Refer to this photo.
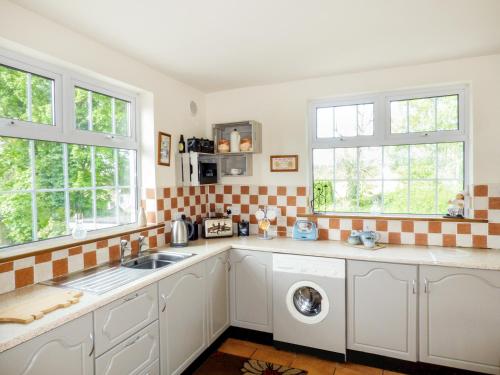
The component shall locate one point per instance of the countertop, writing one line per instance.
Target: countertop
(12, 334)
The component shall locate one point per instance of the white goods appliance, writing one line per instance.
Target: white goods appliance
(309, 302)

**Your instructions**
Lines with "component" in the records above: copy every one of them.

**Reply**
The component shall locate one point per instance of the countertop, writing one line per instance.
The component shall locate one point per instance of the white goods appliance, writing one line per instance.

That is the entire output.